>> START Data for this exercise
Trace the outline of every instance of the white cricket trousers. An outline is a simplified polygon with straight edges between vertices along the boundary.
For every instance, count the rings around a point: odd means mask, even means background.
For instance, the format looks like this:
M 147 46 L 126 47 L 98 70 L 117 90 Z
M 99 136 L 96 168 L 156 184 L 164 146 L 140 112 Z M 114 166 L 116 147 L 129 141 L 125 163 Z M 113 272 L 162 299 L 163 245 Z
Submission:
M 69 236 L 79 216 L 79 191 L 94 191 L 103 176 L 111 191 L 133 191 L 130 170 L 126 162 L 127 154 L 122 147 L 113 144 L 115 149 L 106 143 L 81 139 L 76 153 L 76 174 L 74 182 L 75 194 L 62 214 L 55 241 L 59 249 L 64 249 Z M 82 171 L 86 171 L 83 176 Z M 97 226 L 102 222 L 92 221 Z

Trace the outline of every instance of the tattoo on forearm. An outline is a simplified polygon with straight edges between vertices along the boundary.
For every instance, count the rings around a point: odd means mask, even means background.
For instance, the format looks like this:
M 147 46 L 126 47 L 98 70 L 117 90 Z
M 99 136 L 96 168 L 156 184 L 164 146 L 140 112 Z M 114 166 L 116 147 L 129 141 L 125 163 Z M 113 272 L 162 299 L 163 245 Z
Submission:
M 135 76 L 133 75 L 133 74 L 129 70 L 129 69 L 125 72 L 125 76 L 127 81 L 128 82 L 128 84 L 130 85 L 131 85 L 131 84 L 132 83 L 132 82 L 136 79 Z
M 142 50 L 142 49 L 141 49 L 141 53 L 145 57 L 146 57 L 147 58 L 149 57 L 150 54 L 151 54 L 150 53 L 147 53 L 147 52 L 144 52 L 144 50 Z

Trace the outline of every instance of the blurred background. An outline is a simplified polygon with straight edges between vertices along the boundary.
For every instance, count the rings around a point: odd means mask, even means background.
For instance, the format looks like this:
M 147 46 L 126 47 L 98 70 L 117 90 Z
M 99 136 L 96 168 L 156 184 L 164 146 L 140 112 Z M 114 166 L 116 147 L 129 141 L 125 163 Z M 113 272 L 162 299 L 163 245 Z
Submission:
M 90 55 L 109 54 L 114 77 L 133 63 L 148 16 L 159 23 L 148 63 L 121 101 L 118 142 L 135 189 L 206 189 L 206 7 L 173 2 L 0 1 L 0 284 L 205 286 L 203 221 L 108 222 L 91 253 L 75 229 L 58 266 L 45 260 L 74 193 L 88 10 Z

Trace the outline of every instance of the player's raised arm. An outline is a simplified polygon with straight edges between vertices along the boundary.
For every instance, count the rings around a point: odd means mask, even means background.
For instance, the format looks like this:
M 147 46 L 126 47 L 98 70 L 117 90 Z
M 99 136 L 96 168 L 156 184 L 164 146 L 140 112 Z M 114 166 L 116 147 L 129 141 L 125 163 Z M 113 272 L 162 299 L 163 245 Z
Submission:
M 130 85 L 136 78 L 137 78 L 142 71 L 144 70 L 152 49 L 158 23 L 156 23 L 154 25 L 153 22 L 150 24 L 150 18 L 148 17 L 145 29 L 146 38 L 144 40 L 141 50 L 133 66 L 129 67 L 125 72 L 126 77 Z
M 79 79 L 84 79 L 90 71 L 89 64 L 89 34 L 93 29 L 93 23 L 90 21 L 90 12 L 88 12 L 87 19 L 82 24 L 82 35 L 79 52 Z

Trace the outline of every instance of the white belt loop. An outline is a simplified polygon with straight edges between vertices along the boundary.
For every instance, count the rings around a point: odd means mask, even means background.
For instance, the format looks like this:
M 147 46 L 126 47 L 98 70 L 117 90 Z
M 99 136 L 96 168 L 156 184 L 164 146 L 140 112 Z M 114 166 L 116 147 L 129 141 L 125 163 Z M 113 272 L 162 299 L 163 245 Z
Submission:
>> END Data for this exercise
**Prompt:** Rewrite all the rows above as a numbered list, one line per item, with the blank lines dropped.

**Written response:**
1. Trace the outline of every instance of the white cricket trousers. An outline is a simplified polygon with straight edges between vertices along the boundary.
2. For every instance, count the rings around a point: odd means mask, even means background.
3. For instance, the format looks like this:
4. M 147 46 L 126 47 L 98 70 L 117 90 Z
5. M 99 136 L 96 168 L 156 184 L 164 146 L 140 112 Z M 114 166 L 116 147 L 129 141 L 125 163 Z M 113 272 L 162 299 L 163 245 Z
6. Submission:
7. M 69 236 L 79 216 L 79 191 L 94 191 L 103 176 L 111 191 L 133 191 L 130 170 L 126 162 L 127 154 L 122 147 L 113 144 L 115 149 L 106 143 L 81 139 L 76 153 L 76 174 L 74 182 L 75 194 L 62 214 L 55 241 L 59 249 L 64 249 Z M 82 171 L 86 171 L 83 176 Z M 97 226 L 102 222 L 92 221 Z
8. Trace the outline of every instance of the tattoo on forearm. An outline is a simplified polygon with straight edges between vertices along the boundary.
9. For every instance, count the rings around a point: odd means mask, even means background.
10. For instance, the format looks like this:
11. M 147 46 L 126 47 L 98 70 L 117 90 Z
12. M 99 136 L 96 168 L 156 184 L 164 146 L 140 112 Z M 114 166 L 116 147 L 129 141 L 125 163 Z M 113 272 L 162 299 L 163 245 Z
13. Submission:
14. M 135 76 L 133 75 L 133 74 L 129 70 L 129 69 L 125 72 L 125 76 L 127 81 L 128 82 L 128 84 L 130 85 L 131 85 L 131 84 L 132 83 L 132 82 L 136 79 Z
15. M 142 50 L 142 49 L 141 49 L 141 53 L 145 57 L 146 57 L 147 58 L 149 57 L 150 54 L 151 54 L 150 53 L 147 53 L 147 52 L 144 52 L 144 50 Z
16. Trace the outline of every instance of the blurred background. An outline is a simplified polygon with straight edges between vertices along the boundary.
17. For every instance, count the rings around a point: odd means mask, even means background.
18. For instance, the format looks like this:
19. M 147 46 L 126 47 L 98 70 L 117 90 Z
20. M 99 136 L 96 168 L 156 184 L 164 146 L 140 112 Z M 114 166 L 116 147 L 129 141 L 125 163 Z M 113 272 L 162 299 L 163 245 Z
21. Submission:
22. M 90 55 L 109 54 L 114 77 L 133 63 L 148 16 L 159 23 L 148 63 L 121 101 L 118 142 L 135 189 L 206 189 L 206 7 L 173 2 L 0 1 L 0 284 L 205 286 L 203 221 L 108 222 L 91 253 L 75 229 L 58 266 L 45 260 L 74 193 L 88 10 Z
23. Trace the outline of every instance of the player's raised arm. An outline is a simplified polygon with straight edges between vertices along the boundary.
24. For every instance, count the rings around a point: odd means mask, even means background.
25. For instance, the format looks like this:
26. M 147 46 L 126 47 L 98 70 L 117 90 Z
27. M 99 136 L 96 168 L 156 184 L 164 146 L 140 112 Z M 114 166 L 116 147 L 129 141 L 125 163 Z M 113 272 L 162 299 L 163 245 Z
28. Submission:
29. M 130 85 L 136 78 L 137 78 L 142 71 L 144 70 L 152 49 L 158 23 L 156 23 L 154 25 L 153 22 L 150 24 L 150 18 L 148 17 L 145 29 L 146 38 L 144 40 L 141 50 L 133 66 L 129 67 L 125 72 L 126 77 Z
30. M 79 79 L 84 79 L 90 71 L 89 64 L 89 34 L 93 29 L 93 23 L 90 21 L 90 12 L 88 12 L 87 19 L 82 24 L 82 35 L 79 52 Z
31. Trace the outline of every instance of the white belt loop. An outline is a simplified polygon with straight edges between vertices along the boundary.
32. For every instance, count the rings around a point: odd means mask, even means background.
33. For instance, the format looks like this:
34. M 147 46 L 126 47 L 98 70 L 117 90 Z
35. M 99 136 L 96 168 L 156 184 L 164 146 L 140 112 Z M 114 166 L 116 147 L 129 141 L 125 163 Z M 113 272 L 162 299 L 163 245 Z
36. Submission:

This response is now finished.